PASSAGE |

◆ ◆ ◆ ◆

Series	Unify vDSOs across more architectures \| expand [v5,00/23] Unify vDSOs across more architectures [v5,01/23] kernel: Standardize vdso_datapage [v5,02/23] kernel: Define gettimeofday vdso common code [v5,03/23] arm64: Build vDSO with -ffixed-x18 [v5,04/23] arm64: Substitute gettimeofday with C implementation [v5,05/23] arm64: compat: Alloc separate pages for vectors and sigpage [v5,06/23] arm64: compat: Split kuser32 [v5,07/23] arm64: compat: Refactor aarch32_alloc_vdso_pages() [v5,08/23] arm64: compat: Add KUSER_HELPERS config option [v5,09/23] arm64: compat: Add missing syscall numbers [v5,10/23] arm64: compat: Expose signal related structures [v5,11/23] arm64: compat: Generate asm offsets for signals [v5,12/23] lib: vdso: Add compat support [v5,13/23] arm64: compat: Add vDSO [v5,14/23] arm64: Refactor vDSO code [v5,15/23] arm64: compat: vDSO setup for compat layer [v5,16/23] arm64: elf: vDSO code page discovery [v5,17/23] arm64: compat: Get sigreturn trampolines from vDSO [v5,18/23] arm64: Add vDSO compat support [v5,19/23] arm64: Enable compat vDSO support [v5,20/23] arm: Add support for generic vDSO [v5,21/23] mips: Add support for generic vDSO [v5,22/23] x86: Add support for generic vDSO [v5,23/23] kselftest: Extend vDSO selftest

Vincenzo Frascino Feb. 22, 2019, 12:24 p.m. UTC

In the last few years we assisted to an explosion of vdso
implementations that mostly share similar code.

◆ ◆ ◆ ◆

STATED TASK A |
Please decide whether each statement agrees with the vDSO patch series above, answering yes or no and quoting the deciding words: (i) Patch 03 builds the arm64 vDSO with -ffixed-x18. (ii) The series adds generic vDSO support for x86. (iii) The message was posted in March 2019.
STATED TASK B |
Answer these questions from the vDSO patch series above:
(i) Which patch number adds generic vDSO support for mips?
(ii) What does the last patch of the series extend?
(iii) Who posted the message?

◆ ◆ ◆ ◆

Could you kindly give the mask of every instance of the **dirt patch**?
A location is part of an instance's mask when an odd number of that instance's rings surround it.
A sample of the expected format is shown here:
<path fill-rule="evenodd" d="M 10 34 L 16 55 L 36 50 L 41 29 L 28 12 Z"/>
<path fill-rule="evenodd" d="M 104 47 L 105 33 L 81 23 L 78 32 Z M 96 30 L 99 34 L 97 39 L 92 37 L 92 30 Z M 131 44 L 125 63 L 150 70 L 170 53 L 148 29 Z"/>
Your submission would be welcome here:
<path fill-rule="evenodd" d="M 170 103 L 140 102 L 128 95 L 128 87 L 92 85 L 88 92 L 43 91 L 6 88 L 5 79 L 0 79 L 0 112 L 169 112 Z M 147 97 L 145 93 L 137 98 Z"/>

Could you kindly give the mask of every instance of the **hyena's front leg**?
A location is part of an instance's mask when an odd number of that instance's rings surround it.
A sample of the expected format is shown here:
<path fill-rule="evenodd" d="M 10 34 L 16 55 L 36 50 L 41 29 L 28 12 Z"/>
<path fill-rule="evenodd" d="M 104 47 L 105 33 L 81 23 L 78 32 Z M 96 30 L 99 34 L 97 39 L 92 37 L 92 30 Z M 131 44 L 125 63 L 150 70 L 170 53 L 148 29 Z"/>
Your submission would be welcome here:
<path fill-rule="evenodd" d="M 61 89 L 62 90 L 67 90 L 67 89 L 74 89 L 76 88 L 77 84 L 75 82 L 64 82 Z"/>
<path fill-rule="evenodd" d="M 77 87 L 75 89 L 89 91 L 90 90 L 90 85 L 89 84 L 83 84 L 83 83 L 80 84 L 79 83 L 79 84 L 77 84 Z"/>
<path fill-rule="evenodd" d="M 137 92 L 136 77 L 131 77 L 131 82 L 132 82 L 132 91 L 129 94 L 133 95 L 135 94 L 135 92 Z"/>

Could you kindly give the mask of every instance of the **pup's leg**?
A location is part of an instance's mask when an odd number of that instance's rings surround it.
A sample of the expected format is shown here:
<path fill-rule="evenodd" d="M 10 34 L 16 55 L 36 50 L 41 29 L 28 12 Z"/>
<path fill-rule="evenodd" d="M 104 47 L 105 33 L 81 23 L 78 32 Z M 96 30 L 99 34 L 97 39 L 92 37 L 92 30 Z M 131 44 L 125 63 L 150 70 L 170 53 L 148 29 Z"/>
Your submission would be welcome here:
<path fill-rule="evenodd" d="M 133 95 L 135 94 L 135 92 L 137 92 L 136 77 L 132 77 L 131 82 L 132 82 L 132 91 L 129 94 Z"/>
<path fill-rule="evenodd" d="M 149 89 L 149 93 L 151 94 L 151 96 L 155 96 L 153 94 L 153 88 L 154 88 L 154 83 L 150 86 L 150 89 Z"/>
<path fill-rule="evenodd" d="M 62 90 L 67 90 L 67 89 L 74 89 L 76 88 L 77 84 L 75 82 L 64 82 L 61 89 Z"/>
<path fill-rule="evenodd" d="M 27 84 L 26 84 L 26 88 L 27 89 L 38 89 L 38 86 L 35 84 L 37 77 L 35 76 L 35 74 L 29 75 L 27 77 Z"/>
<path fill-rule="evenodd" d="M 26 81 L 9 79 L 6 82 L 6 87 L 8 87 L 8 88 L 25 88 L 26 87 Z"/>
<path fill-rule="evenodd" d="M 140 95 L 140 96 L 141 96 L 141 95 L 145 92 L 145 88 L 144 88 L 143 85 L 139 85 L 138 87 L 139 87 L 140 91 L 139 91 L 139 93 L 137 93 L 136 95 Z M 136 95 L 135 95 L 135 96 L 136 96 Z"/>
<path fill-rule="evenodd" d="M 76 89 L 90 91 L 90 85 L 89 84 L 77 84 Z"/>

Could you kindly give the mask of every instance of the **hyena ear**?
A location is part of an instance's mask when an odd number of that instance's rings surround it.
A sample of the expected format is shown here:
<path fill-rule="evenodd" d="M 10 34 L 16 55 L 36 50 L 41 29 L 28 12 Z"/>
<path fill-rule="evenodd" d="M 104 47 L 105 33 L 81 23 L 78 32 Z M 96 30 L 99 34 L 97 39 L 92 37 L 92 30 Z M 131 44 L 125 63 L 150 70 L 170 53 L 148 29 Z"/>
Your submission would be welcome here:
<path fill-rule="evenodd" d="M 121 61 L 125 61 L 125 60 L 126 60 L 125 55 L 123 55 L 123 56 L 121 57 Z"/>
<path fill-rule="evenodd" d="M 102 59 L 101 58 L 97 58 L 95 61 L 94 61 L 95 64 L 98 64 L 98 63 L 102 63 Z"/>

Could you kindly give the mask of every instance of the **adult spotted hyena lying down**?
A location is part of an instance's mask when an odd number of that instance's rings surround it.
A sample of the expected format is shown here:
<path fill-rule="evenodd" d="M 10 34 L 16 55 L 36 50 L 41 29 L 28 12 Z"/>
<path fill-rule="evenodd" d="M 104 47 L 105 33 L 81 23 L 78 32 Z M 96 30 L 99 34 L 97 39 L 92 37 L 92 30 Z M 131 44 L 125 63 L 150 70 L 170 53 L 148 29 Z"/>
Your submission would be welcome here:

◆ ◆ ◆ ◆

COMPLETE RESPONSE A |
(i) Yes: "[v5,03/23] arm64: Build vDSO with -ffixed-x18"
(ii) Yes: "[v5,22/23] x86: Add support for generic vDSO"
(iii) No: "Feb. 22, 2019, 12:24 p.m. UTC"

COMPLETE RESPONSE B |
(i) Patch 21 of 23.
(ii) The vDSO selftest.
(iii) Vincenzo Frascino.